▸ Instruction
Reproduce the listing below verbatim, keeping every line intact and in its original order.

▸ Items from a dataset
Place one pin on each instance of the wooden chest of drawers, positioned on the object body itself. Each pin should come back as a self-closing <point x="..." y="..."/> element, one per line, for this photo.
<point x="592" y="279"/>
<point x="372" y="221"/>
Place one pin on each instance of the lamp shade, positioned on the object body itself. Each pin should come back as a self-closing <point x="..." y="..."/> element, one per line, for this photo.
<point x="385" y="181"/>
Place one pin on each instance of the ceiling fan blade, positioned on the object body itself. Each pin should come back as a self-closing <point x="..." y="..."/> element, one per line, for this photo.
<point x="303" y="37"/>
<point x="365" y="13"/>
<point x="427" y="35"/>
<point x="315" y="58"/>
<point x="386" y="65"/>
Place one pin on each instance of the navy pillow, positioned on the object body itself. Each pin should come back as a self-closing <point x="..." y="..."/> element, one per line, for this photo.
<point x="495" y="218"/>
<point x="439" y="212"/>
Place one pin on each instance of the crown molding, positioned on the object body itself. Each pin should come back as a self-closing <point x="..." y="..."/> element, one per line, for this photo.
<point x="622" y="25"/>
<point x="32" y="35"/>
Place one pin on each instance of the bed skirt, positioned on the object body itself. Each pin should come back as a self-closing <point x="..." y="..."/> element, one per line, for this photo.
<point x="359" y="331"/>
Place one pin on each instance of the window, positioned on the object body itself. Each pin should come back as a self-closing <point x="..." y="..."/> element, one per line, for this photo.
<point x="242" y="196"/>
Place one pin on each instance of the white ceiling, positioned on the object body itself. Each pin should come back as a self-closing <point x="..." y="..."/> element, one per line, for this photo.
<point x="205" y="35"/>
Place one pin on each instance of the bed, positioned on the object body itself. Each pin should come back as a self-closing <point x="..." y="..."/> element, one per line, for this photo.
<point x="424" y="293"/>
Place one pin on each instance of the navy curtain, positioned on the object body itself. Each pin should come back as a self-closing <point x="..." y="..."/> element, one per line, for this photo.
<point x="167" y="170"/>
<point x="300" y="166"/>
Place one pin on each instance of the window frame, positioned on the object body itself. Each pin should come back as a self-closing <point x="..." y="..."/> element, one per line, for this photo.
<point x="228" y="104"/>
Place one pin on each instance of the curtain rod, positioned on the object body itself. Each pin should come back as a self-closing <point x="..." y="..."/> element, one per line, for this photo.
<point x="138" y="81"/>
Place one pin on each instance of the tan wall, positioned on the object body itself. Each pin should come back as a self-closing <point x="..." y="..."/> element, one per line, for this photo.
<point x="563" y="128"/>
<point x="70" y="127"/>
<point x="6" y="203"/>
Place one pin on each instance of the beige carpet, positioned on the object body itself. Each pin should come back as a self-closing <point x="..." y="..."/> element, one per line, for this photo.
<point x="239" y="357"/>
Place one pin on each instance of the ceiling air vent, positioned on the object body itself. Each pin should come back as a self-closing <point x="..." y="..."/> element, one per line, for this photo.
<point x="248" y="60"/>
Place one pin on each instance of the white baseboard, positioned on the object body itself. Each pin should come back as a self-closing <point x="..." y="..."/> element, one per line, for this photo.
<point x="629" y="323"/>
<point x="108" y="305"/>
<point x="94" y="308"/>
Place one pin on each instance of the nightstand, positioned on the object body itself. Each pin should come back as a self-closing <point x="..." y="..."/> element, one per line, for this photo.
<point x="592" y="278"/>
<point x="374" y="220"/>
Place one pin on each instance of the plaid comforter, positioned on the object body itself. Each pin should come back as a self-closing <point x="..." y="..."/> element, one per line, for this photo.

▸ The output
Place one pin on each instance of the wooden chest of drawers, positioned on the object body itself. Each pin should come back as a self-closing <point x="..." y="..."/> element, one per line, for this photo.
<point x="592" y="279"/>
<point x="372" y="221"/>
Place one pin on each instance of the lamp shade, positioned on the object body itself. Each pin should come back as a self-closing <point x="..." y="..."/> element, one per line, for this photo.
<point x="385" y="181"/>
Place one pin on each instance of the ceiling fan blade, positioned on the object body itself. Each pin should come back as a self-closing <point x="..." y="..."/> element, one per line, for this photo.
<point x="303" y="37"/>
<point x="365" y="13"/>
<point x="427" y="35"/>
<point x="315" y="58"/>
<point x="386" y="65"/>
Place one pin on each instance of the navy pillow, positioned on the object body itself. Each pin should come back as a self-closing <point x="..." y="..."/> element, one per line, for this photo.
<point x="495" y="218"/>
<point x="439" y="212"/>
Place one pin on each instance of the crown molding, positioned on the object body itself. Each pin should come back as a self-closing <point x="..." y="..."/> element, one per line, for this photo.
<point x="622" y="25"/>
<point x="32" y="35"/>
Place one pin on each instance of the bed skirt, positioned on the object body itself. Each pin should come back as a self-closing <point x="..." y="..."/> element, one per line, for this photo.
<point x="359" y="331"/>
Place one pin on each instance of the window, positioned on the object body itself. Each pin should come back as a self-closing <point x="..." y="..."/> element, one per line, for this photo.
<point x="242" y="196"/>
Place one pin on each instance of the white ceiling, positioned on the object body itself. Each pin should come back as a self-closing <point x="..." y="..."/> element, one per line, for this photo.
<point x="205" y="35"/>
Place one pin on each instance of the bed, positioned on the object body itself. Each pin should come back as a self-closing <point x="..." y="..."/> element, one per line, for this photo.
<point x="424" y="293"/>
Place one pin on each instance of the navy curtain, positioned on the object body itself. Each pin should come back as a self-closing <point x="..." y="..."/> element, one per line, for this photo.
<point x="167" y="170"/>
<point x="300" y="166"/>
Place one pin on each instance of the window frame, positioned on the object body itself. Each pin should come back as a self-closing <point x="..." y="..."/> element, one per line, for this photo.
<point x="228" y="104"/>
Place one pin on each instance of the curtain rod, positioned on the object body itself. Each pin should come back as a self-closing <point x="..." y="..."/> element, one per line, for this photo.
<point x="138" y="81"/>
Place one pin on each instance of the tan wall, positioned on the object body itself. Each pin should come back as a self-closing <point x="..." y="..."/> element, one per line, for this photo.
<point x="563" y="128"/>
<point x="70" y="127"/>
<point x="6" y="203"/>
Place one pin on each instance of the beige carpet, positioned on the object body itself. Each pin should come back as a self-closing <point x="..." y="..."/> element, one per line, for this photo.
<point x="239" y="357"/>
Place one pin on each instance of the ceiling air vent, positioned on the object body itself. Each pin should come back as a self-closing <point x="..." y="..."/> element, one per line, for this photo.
<point x="248" y="60"/>
Place one pin on each instance of the white baseboard, positioned on the object body itself. Each pin should come back as a self-closing <point x="..." y="..."/> element, one per line, for this photo.
<point x="629" y="323"/>
<point x="108" y="305"/>
<point x="94" y="308"/>
Place one pin on each instance of the nightstand, positioned on the object body itself. Each pin should come back as a self-closing <point x="..." y="..."/> element, one per line, for this photo.
<point x="592" y="278"/>
<point x="374" y="220"/>
Place one pin on each instance of the plaid comforter, positioned on the object body itself. Each pin should come back as a self-closing <point x="..." y="..."/> element, one per line, for this photo.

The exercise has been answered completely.